[Problem]: An exact copy of the records is required, minus the pictures they hold.

-- BEGIN --

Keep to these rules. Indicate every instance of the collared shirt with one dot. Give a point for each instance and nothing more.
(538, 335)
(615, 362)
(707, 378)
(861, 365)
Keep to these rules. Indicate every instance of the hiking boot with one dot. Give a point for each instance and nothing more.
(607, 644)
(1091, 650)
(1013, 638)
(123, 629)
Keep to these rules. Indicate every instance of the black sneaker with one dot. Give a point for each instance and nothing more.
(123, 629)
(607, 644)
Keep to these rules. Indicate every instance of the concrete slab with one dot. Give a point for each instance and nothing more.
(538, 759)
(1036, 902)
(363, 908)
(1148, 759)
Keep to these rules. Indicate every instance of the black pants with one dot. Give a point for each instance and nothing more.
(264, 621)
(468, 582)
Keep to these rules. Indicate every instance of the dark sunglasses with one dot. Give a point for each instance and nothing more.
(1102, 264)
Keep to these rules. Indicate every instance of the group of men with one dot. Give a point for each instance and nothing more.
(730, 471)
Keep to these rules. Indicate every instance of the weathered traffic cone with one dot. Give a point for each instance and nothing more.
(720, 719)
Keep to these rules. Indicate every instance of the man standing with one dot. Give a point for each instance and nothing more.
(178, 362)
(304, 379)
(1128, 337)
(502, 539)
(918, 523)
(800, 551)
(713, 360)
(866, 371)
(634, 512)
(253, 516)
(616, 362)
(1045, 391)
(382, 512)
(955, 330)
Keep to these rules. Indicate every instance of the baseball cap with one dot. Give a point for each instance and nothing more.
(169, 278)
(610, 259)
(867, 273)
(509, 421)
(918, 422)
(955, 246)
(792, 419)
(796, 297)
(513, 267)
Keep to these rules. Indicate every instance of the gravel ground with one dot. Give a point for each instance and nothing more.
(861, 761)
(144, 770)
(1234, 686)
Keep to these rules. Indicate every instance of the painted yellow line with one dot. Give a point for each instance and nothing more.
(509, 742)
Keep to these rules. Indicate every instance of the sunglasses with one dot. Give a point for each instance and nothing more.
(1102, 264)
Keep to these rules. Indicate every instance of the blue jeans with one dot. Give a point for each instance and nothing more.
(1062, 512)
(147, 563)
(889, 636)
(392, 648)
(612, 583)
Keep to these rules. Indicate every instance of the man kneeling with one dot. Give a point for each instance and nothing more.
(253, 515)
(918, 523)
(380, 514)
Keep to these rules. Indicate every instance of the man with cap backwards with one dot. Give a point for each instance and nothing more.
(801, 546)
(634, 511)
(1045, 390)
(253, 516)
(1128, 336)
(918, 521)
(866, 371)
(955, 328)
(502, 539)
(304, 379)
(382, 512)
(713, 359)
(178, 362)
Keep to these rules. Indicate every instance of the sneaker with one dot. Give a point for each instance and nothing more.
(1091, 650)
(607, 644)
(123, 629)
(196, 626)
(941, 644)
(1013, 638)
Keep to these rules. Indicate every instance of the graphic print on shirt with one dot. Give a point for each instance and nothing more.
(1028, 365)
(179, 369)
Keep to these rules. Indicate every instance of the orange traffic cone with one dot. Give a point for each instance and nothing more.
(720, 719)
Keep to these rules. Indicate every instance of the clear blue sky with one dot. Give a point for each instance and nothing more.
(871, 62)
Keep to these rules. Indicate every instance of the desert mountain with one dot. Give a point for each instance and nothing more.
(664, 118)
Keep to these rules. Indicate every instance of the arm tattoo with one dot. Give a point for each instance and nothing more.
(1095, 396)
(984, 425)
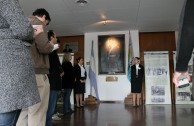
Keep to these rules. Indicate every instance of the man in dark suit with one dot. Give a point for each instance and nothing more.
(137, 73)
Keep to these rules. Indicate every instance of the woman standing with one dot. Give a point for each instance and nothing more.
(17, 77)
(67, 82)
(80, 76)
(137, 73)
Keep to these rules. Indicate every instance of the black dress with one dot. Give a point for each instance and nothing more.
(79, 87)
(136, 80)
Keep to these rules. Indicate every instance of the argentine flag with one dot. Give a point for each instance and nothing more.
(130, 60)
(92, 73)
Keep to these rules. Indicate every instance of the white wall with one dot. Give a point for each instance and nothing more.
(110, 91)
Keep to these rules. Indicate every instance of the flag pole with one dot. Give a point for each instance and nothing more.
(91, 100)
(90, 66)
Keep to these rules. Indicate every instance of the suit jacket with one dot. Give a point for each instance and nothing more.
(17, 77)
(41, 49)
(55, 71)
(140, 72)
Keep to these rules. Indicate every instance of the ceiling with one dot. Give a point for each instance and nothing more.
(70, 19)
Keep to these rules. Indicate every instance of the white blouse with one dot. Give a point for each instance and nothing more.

-- END --

[Written response]:
Keep to these rules. Indicate every instance of the collared shirt with one dot. Give a point for each instance and nothing more.
(538, 335)
(615, 362)
(707, 378)
(861, 365)
Keep to these rules. Indicate every instance of the hiking boot with one dot. Give a point for each instance and nothing more.
(607, 644)
(1091, 650)
(1013, 638)
(123, 629)
Keep to these rules. Indicate every instance of the black sneaker with one dot. Give a point for each instance and nothing more.
(123, 629)
(607, 644)
Keep to these rules. Indicate every instance of the concrete slab with one dot. Give a point for each instance and nothing more.
(538, 759)
(1036, 902)
(363, 908)
(1148, 759)
Keep to these rules. Indicate every instance of the black pants with one dot. Give a point for each instance and nothing more.
(264, 621)
(468, 582)
Keep to these rules. Indicate every instance of the dark sunglasses with one dot. Give a point for each instance and nothing more.
(1102, 264)
Keep to these rules. Indicate every instance of the group of men with one dot. Give a point for each instance and nothing more.
(730, 471)
Keep to these rules. Indicate every instance of the weathered traffic cone with one dot. Give a point for each instance and nothing more.
(720, 719)
Keep to these rules. Indicate every instance of the man standing with one dot. Give a point for each instance and nothing more.
(178, 362)
(304, 379)
(1128, 337)
(502, 539)
(918, 523)
(800, 551)
(713, 360)
(866, 371)
(634, 512)
(253, 516)
(616, 362)
(1045, 391)
(382, 512)
(955, 330)
Keep to these rules. Indicate every instance of the baseball cap with one dot. Give a point for each instance and nothing more.
(169, 278)
(610, 259)
(867, 273)
(509, 421)
(918, 422)
(955, 246)
(792, 419)
(796, 297)
(513, 267)
Keep to these rules. Indicate every instance of the gravel ground with one dot. Give a point for each instance and nothing more.
(861, 761)
(144, 770)
(1234, 686)
Keep to these rules. Indicate every instance of the painted yellow line with one dot. Give a point for each instance and nothing more.
(509, 742)
Keep to these rules. Indicate every instance of the sunglasses with one dot. Give a point for each instance and nothing more.
(1102, 264)
Keep to these rules. Indicate every instance of the blue jeans with one dot. Give a point for each instance and nothing more.
(1062, 512)
(147, 563)
(889, 636)
(392, 648)
(612, 583)
Keep to these rules. Indicate every instance of the man kneeling with one dot. Give a point for each instance and nothing more.
(253, 515)
(918, 523)
(380, 514)
Keep to these rules. Indicate every instance of the man with cap backwards with one dot. Give a point for each instance and nothing more.
(801, 546)
(634, 511)
(1045, 390)
(253, 516)
(1128, 336)
(918, 521)
(866, 371)
(955, 328)
(502, 539)
(304, 379)
(382, 512)
(713, 359)
(178, 362)
Keep to these rules. Indicate every instance of the sneaker with one dot. Give a point for each instance and nothing more.
(1091, 650)
(607, 644)
(123, 629)
(196, 626)
(941, 644)
(1013, 638)
Keep to these rules. Indicate every instance of the graphic print on shirt with one dot. Give a point for each instance and nothing more.
(1028, 365)
(179, 369)
Keep to these rules. Indicate every instance of the orange traffic cone with one dot. Give a point for each instance and nothing more.
(720, 719)
Keep to these rules. Indicate every instance of the clear blue sky with one dot. Give a point for each instance and nothing more.
(871, 62)
Keep to these rules. Indicate every instance of the desert mountain with one dot. Give a point for each instance and nothing more.
(664, 118)
Keep to these rules. Indicate every instance of the arm tattoo with one dot. Give a point for each instance and nothing more.
(1095, 396)
(984, 425)
Keep to these rules. Indicate every instance of the man in dark suit with one dot. Give a point for each instance and nothing more.
(137, 73)
Keep to these rules. Indicate every instance of the woman standing with one dot. Give a point for each instance and nothing more.
(17, 77)
(67, 82)
(80, 76)
(137, 73)
Keep to these rules. Indicate every instance of the black dress with one dot. Give a point for each instance and nothing more.
(79, 87)
(136, 80)
Keep to these rules. Indicate every instance of the argentine flag with one dot. Give a point for each instance and nothing more.
(130, 60)
(92, 73)
Keep to these rules. Indicate every instance of the white wall with one dot. Give a point for each instance and nothing more.
(110, 91)
Keep to these rules. Indicate every instance of the flag pole with one dot. Give a point for each instance and nothing more.
(91, 100)
(90, 66)
Keep to these rules. Indicate every instance of the suit jacket with one dot. Give a point for each instance and nothing more.
(17, 77)
(41, 49)
(55, 71)
(140, 72)
Keep to these rules. Indicate every instance of the ceiling with one dot. Give a point for each instance and nothing more.
(70, 19)
Keep to these rules. Indicate every instance of the white blouse with one dot. Give a point for each instance and nothing more.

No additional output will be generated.